▶ **Goal**
Count how many lines in the entries below contain the string "plate", matching case exactly, and reply with that number alone.

▶ **Listed entries**

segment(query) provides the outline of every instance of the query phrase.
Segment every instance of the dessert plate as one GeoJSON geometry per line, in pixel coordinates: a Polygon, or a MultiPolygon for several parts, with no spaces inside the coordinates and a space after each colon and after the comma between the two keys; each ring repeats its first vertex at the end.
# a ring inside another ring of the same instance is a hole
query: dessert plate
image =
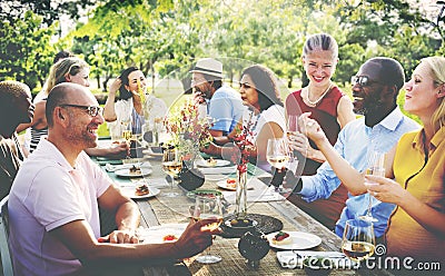
{"type": "Polygon", "coordinates": [[[286,231],[286,233],[288,233],[289,236],[291,237],[293,239],[291,244],[288,245],[274,244],[271,240],[274,236],[278,234],[278,231],[275,231],[267,235],[267,239],[269,240],[270,247],[277,249],[286,249],[286,250],[301,250],[301,249],[309,249],[322,244],[322,238],[310,233],[304,233],[304,231],[286,231]]]}

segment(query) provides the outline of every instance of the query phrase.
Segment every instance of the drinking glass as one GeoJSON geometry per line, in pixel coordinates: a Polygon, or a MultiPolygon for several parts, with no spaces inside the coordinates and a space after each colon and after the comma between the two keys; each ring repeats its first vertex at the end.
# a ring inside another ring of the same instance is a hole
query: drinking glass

▶ **Written solution**
2